# TEXTO PROPORCIONADO
────────────────────
Como decía Mary Oliver, yo a Louka le pido muy poco, "solo que me siga por el campo descalzo de juicio, sin pronunciar palabra cuando me detengo a mirar un pájaro, o me demoro junto al estanque como si el mundo hubiera terminado allí".
Hey, babe!

Louka no pregunta. No teme al silencio y no tiene la urgencia de lo humano, esa obsesión por explicar lo inexplicable.

Así que basta con que me mire y mueva la cola para recordarme que estoy vivo y que él también lo está.

Lo bueno de ellos es que no llevan la vergüenza a cuestas. Cuando Louka me mira, lo hace con todo su cuerpo. Esa entrega absoluta, sin ironía ni reservas, se convierte para uno en espejo brutal.

Si lo pierdo antes de que él me pierda a mí, no será solo él lo que se vaya, sino ese espacio sin juicio, esa alegría súbita que siempre irrumpe en medio de mi alegría (para reforzarla), de mis tribulaciones (para orinar sobre el sofá con el fin de subrayar la insignificancia de las cosas) y de mis duelos (para sanarme las heridas recordándome que, antes que con las botas puestas, uno debe morir haciendo molinetes con la cola).
────────────────────
# PROBLEMA PLANTEADO
Reproduce completo el texto sobre Louka, sin cambiar nada.

Entradas del conjunto de datos
────────────────────
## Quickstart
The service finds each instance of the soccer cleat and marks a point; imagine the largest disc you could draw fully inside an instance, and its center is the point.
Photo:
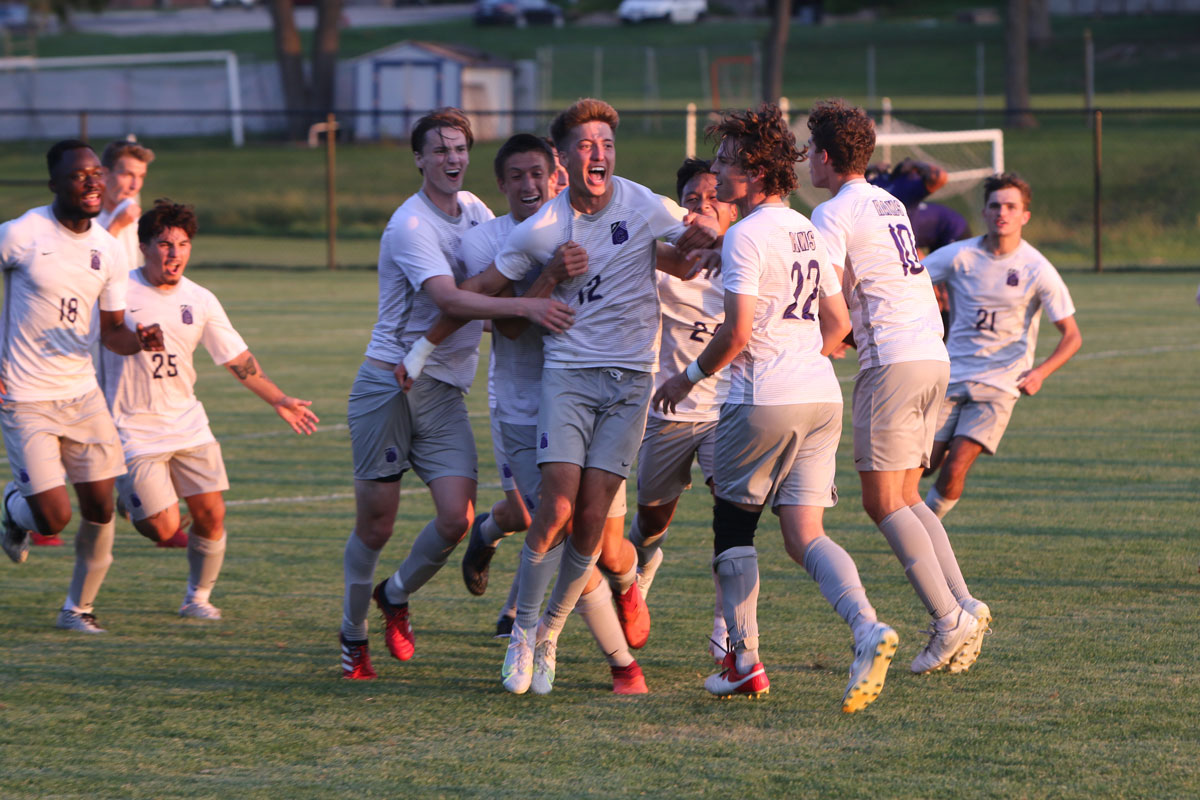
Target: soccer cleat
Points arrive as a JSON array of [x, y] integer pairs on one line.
[[965, 657], [544, 659], [355, 660], [517, 671], [873, 656], [397, 631], [730, 683], [635, 617], [943, 645], [199, 609], [628, 680], [646, 573], [478, 558], [504, 626], [82, 621], [16, 541]]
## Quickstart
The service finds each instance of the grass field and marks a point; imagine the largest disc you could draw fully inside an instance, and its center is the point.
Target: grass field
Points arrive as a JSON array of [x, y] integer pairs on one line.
[[1080, 534]]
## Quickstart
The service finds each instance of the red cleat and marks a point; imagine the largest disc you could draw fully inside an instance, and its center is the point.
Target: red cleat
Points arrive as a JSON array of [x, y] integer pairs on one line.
[[628, 680], [635, 617], [397, 632], [355, 660]]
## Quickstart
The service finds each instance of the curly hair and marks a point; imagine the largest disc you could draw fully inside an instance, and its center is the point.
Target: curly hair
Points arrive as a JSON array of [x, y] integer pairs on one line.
[[1008, 180], [587, 109], [762, 140], [845, 132], [166, 215]]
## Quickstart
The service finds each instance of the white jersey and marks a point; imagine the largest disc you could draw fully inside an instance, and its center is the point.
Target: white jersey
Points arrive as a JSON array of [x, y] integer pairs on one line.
[[892, 305], [995, 307], [153, 395], [420, 242], [127, 236], [691, 313], [616, 302], [515, 373], [778, 256], [54, 280]]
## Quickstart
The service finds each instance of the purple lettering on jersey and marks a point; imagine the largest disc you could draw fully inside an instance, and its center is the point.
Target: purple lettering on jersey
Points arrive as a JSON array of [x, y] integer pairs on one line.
[[619, 233]]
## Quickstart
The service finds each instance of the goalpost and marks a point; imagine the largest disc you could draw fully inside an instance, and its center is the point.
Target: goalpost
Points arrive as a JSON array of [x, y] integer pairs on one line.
[[226, 58]]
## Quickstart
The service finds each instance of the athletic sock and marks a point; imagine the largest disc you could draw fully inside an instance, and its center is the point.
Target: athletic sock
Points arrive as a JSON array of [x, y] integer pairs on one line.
[[909, 540], [534, 576], [573, 578], [429, 554], [595, 607], [940, 505], [94, 555], [941, 541], [737, 569], [204, 560], [359, 563], [837, 577], [646, 546]]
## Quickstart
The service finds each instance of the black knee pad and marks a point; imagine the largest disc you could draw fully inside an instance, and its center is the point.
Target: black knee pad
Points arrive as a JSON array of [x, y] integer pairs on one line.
[[732, 527]]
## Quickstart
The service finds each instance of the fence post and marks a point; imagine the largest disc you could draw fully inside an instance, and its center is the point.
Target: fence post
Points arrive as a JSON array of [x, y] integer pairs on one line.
[[330, 187]]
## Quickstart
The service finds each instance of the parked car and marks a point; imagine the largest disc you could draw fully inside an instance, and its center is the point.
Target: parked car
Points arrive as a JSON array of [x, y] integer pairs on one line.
[[517, 12], [679, 12]]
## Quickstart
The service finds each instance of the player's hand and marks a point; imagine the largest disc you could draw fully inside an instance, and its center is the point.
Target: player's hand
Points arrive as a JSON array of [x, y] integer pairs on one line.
[[297, 414], [1030, 382], [570, 260], [402, 378], [551, 314], [150, 337], [671, 394], [703, 260]]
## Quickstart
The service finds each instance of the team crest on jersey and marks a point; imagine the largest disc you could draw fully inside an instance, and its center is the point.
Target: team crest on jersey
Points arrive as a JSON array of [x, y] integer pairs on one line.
[[619, 233]]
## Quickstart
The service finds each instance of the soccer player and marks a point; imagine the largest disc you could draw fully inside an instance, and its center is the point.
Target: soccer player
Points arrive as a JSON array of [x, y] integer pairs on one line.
[[903, 373], [59, 268], [691, 313], [425, 429], [777, 438], [169, 449], [999, 284], [125, 172]]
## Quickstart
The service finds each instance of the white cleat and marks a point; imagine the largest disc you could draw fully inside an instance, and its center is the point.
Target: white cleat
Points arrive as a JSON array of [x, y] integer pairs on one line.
[[646, 573], [199, 609], [945, 645], [967, 655], [873, 656], [545, 656], [83, 623], [517, 669]]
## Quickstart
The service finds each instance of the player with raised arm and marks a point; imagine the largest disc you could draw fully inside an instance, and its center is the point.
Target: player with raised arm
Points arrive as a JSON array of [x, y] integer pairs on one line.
[[169, 449], [58, 268], [903, 373], [425, 429], [777, 438], [999, 284]]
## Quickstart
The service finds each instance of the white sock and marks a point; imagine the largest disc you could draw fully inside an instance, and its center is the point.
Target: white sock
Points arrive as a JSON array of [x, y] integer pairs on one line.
[[937, 504]]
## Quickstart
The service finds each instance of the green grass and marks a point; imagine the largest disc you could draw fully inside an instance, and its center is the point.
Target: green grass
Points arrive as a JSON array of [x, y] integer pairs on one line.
[[1080, 534]]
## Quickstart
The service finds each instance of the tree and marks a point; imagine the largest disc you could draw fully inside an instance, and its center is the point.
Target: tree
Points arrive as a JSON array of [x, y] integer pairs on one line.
[[307, 98], [777, 50]]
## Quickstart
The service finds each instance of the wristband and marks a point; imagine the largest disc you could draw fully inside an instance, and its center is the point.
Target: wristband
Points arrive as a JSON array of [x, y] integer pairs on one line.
[[420, 352]]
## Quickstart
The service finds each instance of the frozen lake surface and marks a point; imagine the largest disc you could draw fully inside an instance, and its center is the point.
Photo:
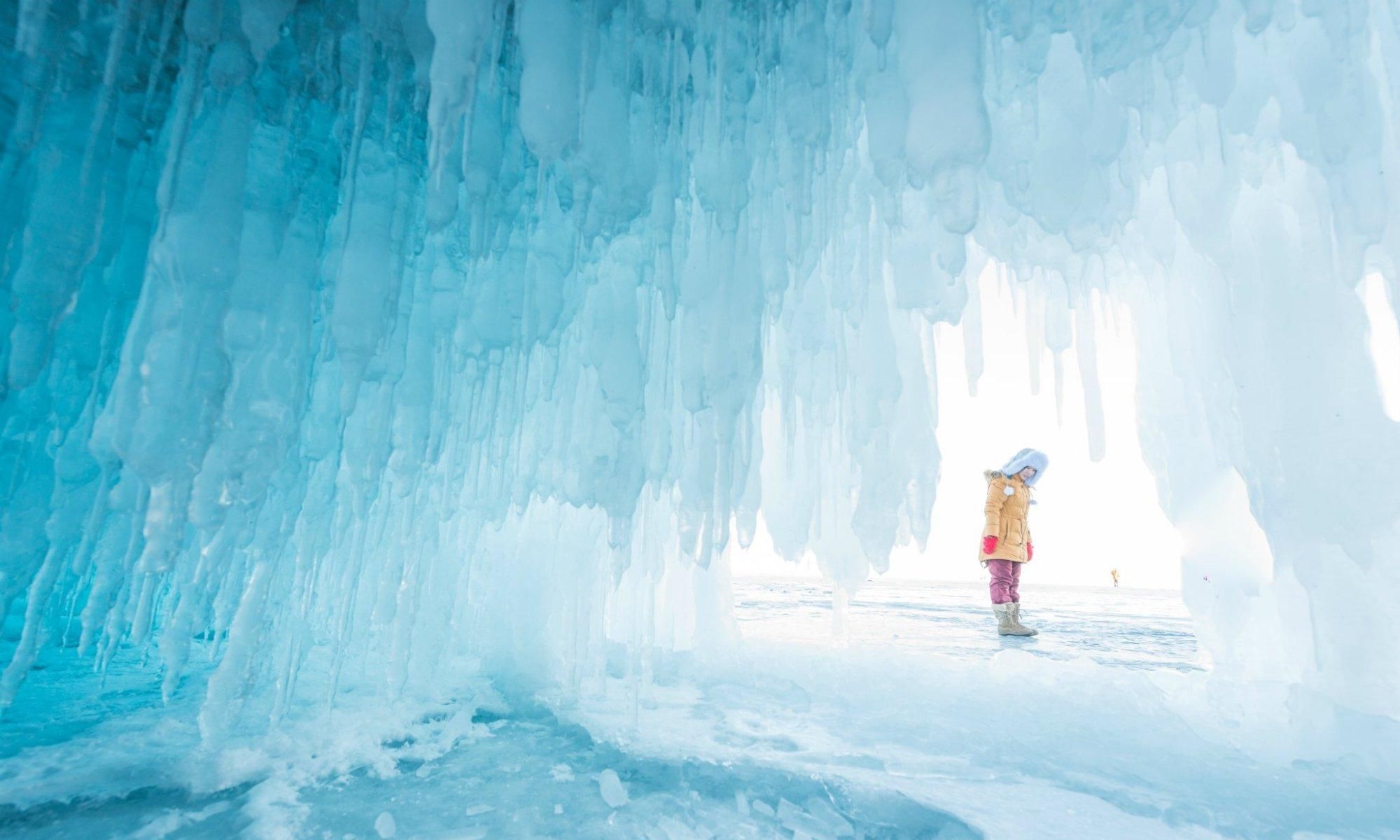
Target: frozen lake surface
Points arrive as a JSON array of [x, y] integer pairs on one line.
[[1112, 626], [922, 724]]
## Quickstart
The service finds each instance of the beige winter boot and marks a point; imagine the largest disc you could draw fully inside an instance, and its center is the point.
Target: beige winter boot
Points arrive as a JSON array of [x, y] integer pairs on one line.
[[1007, 625], [1016, 621]]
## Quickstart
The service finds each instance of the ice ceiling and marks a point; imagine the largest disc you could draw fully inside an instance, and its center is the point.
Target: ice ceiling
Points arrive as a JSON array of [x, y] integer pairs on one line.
[[338, 335]]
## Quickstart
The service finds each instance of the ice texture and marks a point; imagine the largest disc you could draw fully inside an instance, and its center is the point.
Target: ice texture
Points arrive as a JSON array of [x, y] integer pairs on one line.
[[344, 340]]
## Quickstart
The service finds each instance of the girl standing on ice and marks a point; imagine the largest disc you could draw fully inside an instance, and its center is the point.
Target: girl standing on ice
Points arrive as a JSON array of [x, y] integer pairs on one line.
[[1006, 541]]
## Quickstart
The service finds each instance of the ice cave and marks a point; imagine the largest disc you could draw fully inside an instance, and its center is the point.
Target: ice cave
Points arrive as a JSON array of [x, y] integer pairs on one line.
────────────────────
# RESPUESTA DEL EJERCICIO
Como decía Mary Oliver, yo a Louka le pido muy poco, "solo que me siga por el campo descalzo de juicio, sin pronunciar palabra cuando me detengo a mirar un pájaro, o me demoro junto al estanque como si el mundo hubiera terminado allí".
Hey, babe!

Louka no pregunta. No teme al silencio y no tiene la urgencia de lo humano, esa obsesión por explicar lo inexplicable.

Así que basta con que me mire y mueva la cola para recordarme que estoy vivo y que él también lo está.

Lo bueno de ellos es que no llevan la vergüenza a cuestas. Cuando Louka me mira, lo hace con todo su cuerpo. Esa entrega absoluta, sin ironía ni reservas, se convierte para uno en espejo brutal.

Si lo pierdo antes de que él me pierda a mí, no será solo él lo que se vaya, sino ese espacio sin juicio, esa alegría súbita que siempre irrumpe en medio de mi alegría (para reforzarla), de mis tribulaciones (para orinar sobre el sofá con el fin de subrayar la insignificancia de las cosas) y de mis duelos (para sanarme las heridas recordándome que, antes que con las botas puestas, uno debe morir haciendo molinetes con la cola).